DÉFI 1. Recopiez à l'identique les lignes des enregistrements, depuis leur début jusqu'à la ligne contenant « 247 238 L 248 », celle-ci comprise. N'incluez pas les images dans votre réponse.

EXTRAIT DU DOCUMENT.
┌────────

Au G20, nous promouvrons un modèle fiscal européen juste, efficace et solidaire

Parce que nous voulons défendre et faire vivre le modèle de développement européen, la France au côté de la Commission a été à l’initiative pour porter le débat fiscal au G20 de Buenos Aires. La construction européenne repose sur des principes simples : justice, efficacité et solidarité. Nous voulons défendre ces principes face aux évolutions que nous estimons dangereuses non seulement pour les citoyens européens, mais aussi pour la création de richesse et la croissance mondiales. C’est l’enjeu de ce G20.

La fiscalité a été au cœur de la construction des Etats modernes, en particulier européens. Ce modèle, qui a constitué l’un des attributs essentiels de la puissance et de la souveraineté des Etats, est aujourd’hui remis en cause de façon fondamentale par trois défis.

La globalisation et l’intensification des échanges d’abord, qui permettent aux entreprises d’arbitrer entre différents systèmes fiscaux. La révolution numérique ensuite, qui a bouleversé notre modèle économique sans que notre système fiscal d’imposition des bénéfices des entreprises n’évolue. Il est en effet resté fondé sur des paramètres économiques anciens - la notion d’établissement stable - qui ne permettent pas d’appréhender la valeur créée par l’utilisation des données numériques. Enfin, certains Etats sont désormais tentés d’utiliser la fiscalité de façon parfois agressive pour améliorer leur compétitivité au-delà des seuls paramètres économiques et d’attractivité.

Pour répondre à ces défis, notre premier partenaire commercial et allié de toujours, les Etats-Unis, a entrepris une réforme de fond de son système fiscal, en encourageant le rapatriement des profits sur le territoire américain. Nous avons, avec l’Union européenne, exprimé nos inquiétudes. Mais nous devons nous poser une question plus fondamentale : saurons-nous en Europe faire face collectivement à ces défis ? Nous, commissaire européen pour l’Economie et la Fiscalité et ministre français des Finances, chacun dans nos responsabilités respectives, sommes convaincus que l’Union européenne peut et doit bâtir un nouveau modèle fiscal, fondé sur les valeurs européennes.

L’équité et l’efficacité. Nous devons construire avec tous les pays européens un modèle fiscal simple, efficace et juste qui s’appuie sur la taxation de la valeur là où elle se trouve. Deux exemples. Il n’est plus tolérable que les géants du numérique - peu importe leur nationalité - ne paient qu’un montant dérisoire d’impôt sur les sociétés en Europe. Notre modèle fiscal doit prendre le tournant du numérique : c’est une question de justice. C’est aussi une question d’efficacité, le manque à gagner de ces recettes numériques non perçues est déjà net en Europe et se chiffre à plusieurs milliards d’euros. Il faut réfléchir à un système plus juste sur le long terme et cohérent sur le plan international avec l’ensemble de nos partenaires, fondé sur la notion nouvelle de présence fiscale numérique, comme le propose l’OCDE. Mais nous ne pouvons remettre à plus tard ce que nous pouvons corriger immédiatement. La France a fait une proposition forte, ayant fédéré dix-neuf Etats membres de l’UE : le projet de taxe d’égalisation sur le chiffre d’affaires. Garante de l’intérêt général européen, la Commission va proposer une directive pour adapter notre fiscalité aux nouveaux enjeux de l’économie numérique.

└────────

ENREGISTREMENTS DE DONNÉES.
┌────────

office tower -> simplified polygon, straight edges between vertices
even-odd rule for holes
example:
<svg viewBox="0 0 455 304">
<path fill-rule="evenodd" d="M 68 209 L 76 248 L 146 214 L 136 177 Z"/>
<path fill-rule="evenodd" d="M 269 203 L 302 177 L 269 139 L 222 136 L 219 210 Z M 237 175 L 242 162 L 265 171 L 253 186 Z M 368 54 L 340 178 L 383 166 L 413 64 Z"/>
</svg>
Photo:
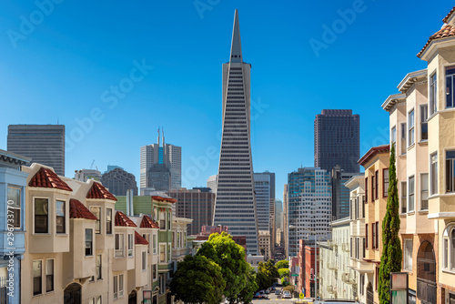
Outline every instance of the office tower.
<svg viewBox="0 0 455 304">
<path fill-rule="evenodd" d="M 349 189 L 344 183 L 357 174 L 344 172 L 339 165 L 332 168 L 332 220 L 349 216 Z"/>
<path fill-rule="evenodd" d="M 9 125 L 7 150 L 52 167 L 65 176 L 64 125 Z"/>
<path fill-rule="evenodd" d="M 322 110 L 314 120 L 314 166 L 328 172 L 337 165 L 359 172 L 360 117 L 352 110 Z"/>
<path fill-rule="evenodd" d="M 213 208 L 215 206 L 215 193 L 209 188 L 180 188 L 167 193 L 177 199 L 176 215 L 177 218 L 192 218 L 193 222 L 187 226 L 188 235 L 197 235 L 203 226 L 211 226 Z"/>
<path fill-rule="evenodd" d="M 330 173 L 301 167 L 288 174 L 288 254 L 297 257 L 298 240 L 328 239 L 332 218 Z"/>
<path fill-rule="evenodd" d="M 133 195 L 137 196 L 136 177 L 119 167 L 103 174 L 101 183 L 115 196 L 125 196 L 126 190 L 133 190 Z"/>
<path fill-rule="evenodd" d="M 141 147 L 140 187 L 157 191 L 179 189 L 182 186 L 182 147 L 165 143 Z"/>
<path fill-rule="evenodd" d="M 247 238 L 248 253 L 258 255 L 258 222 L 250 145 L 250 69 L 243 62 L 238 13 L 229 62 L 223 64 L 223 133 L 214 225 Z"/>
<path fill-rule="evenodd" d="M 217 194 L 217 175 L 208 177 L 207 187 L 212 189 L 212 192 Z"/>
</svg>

└────────

DÉFI 2. Dans le texte sur la fiscalité européenne, quels défis remettent en cause le modèle fiscal des États ? Citez-les tous.

RÉPONSE RÉDIGÉE 1.
office tower -> simplified polygon, straight edges between vertices
even-odd rule for holes
example:
<svg viewBox="0 0 455 304">
<path fill-rule="evenodd" d="M 68 209 L 76 248 L 146 214 L 136 177 Z"/>
<path fill-rule="evenodd" d="M 269 203 L 302 177 L 269 139 L 222 136 L 219 210 Z M 237 175 L 242 162 L 265 171 L 253 186 Z M 368 54 L 340 178 L 383 166 L 413 64 Z"/>
</svg>
Photo:
Outline every instance of the office tower.
<svg viewBox="0 0 455 304">
<path fill-rule="evenodd" d="M 349 189 L 344 183 L 357 174 L 344 172 L 339 165 L 332 168 L 332 220 L 349 216 Z"/>
<path fill-rule="evenodd" d="M 9 125 L 7 150 L 52 167 L 65 176 L 64 125 Z"/>
<path fill-rule="evenodd" d="M 322 110 L 314 120 L 314 166 L 328 172 L 337 165 L 359 172 L 360 117 L 352 110 Z"/>
<path fill-rule="evenodd" d="M 213 208 L 215 206 L 215 193 L 209 188 L 180 188 L 167 193 L 177 199 L 176 215 L 177 218 L 192 218 L 193 222 L 187 226 L 188 235 L 197 235 L 203 226 L 211 226 Z"/>
<path fill-rule="evenodd" d="M 330 173 L 301 167 L 288 174 L 288 254 L 297 257 L 298 240 L 328 239 L 332 218 Z"/>
<path fill-rule="evenodd" d="M 133 195 L 137 196 L 136 177 L 119 167 L 103 174 L 101 183 L 115 196 L 125 196 L 126 190 L 133 190 Z"/>
<path fill-rule="evenodd" d="M 141 147 L 140 187 L 157 191 L 179 189 L 182 186 L 182 147 L 165 143 Z"/>
<path fill-rule="evenodd" d="M 247 238 L 248 253 L 258 255 L 258 222 L 250 145 L 250 69 L 243 62 L 238 13 L 229 62 L 223 64 L 223 133 L 214 225 Z"/>

RÉPONSE RÉDIGÉE 2.
- La globalisation et l'intensification des échanges, qui permettent aux entreprises d'arbitrer entre différents systèmes fiscaux.
- La révolution numérique, qui a bouleversé le modèle économique sans que le système d'imposition des bénéfices des entreprises évolue.
- La tentation de certains États d'utiliser la fiscalité de façon parfois agressive pour améliorer leur compétitivité.